» **Task instructions**
Your output is the line containing "Target: dry grass patch" plus every line after it in the listing, reproduced exactly.
━━ Supplied information ━━
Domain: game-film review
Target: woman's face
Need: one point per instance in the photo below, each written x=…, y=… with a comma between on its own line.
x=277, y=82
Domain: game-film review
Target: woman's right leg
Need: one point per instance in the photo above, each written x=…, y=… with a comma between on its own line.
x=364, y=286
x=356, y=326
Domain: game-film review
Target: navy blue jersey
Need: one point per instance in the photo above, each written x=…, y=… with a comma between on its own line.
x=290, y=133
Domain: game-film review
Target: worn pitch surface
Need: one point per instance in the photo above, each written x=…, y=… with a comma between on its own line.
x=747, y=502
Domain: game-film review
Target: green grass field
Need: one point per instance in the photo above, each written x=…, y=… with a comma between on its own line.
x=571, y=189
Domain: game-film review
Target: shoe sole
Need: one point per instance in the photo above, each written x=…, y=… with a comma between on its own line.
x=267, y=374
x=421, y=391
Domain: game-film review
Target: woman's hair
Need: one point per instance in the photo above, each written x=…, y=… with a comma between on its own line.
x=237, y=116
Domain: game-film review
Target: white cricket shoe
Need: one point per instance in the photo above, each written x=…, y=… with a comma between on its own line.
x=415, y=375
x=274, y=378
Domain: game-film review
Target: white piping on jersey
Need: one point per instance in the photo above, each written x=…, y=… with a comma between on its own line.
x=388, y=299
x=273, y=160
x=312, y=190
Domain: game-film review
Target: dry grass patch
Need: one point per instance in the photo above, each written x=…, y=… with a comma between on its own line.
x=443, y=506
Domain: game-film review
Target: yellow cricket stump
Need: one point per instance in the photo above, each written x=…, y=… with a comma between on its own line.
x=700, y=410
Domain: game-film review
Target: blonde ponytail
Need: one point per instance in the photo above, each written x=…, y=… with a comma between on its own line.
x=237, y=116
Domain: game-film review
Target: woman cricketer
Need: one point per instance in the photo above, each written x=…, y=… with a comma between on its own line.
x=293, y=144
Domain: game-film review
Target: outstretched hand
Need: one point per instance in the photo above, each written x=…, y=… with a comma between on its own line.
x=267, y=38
━━━
» **Response for this exercise**
Target: dry grass patch
Need: one point per instance in the photo above, each written x=…, y=… with a comma between on its own line.
x=443, y=506
Domain: game-film review
Target: yellow cricket stump
Need: one point per instance in the photo above, each written x=…, y=… with a comma between on its own line.
x=700, y=410
Domain: game-film review
Target: blonde ponytail
Need: one point per instance in the photo above, each written x=…, y=… with a comma between on its own line.
x=237, y=116
Domain: game-film review
Target: woman cricketer
Need: one point per instance in the photo above, each written x=…, y=… with a comma between on its own line.
x=293, y=144
Domain: game-film review
Target: outstretched hand
Need: one point per instance in the photo above, each written x=…, y=… with a comma between on its own line.
x=267, y=38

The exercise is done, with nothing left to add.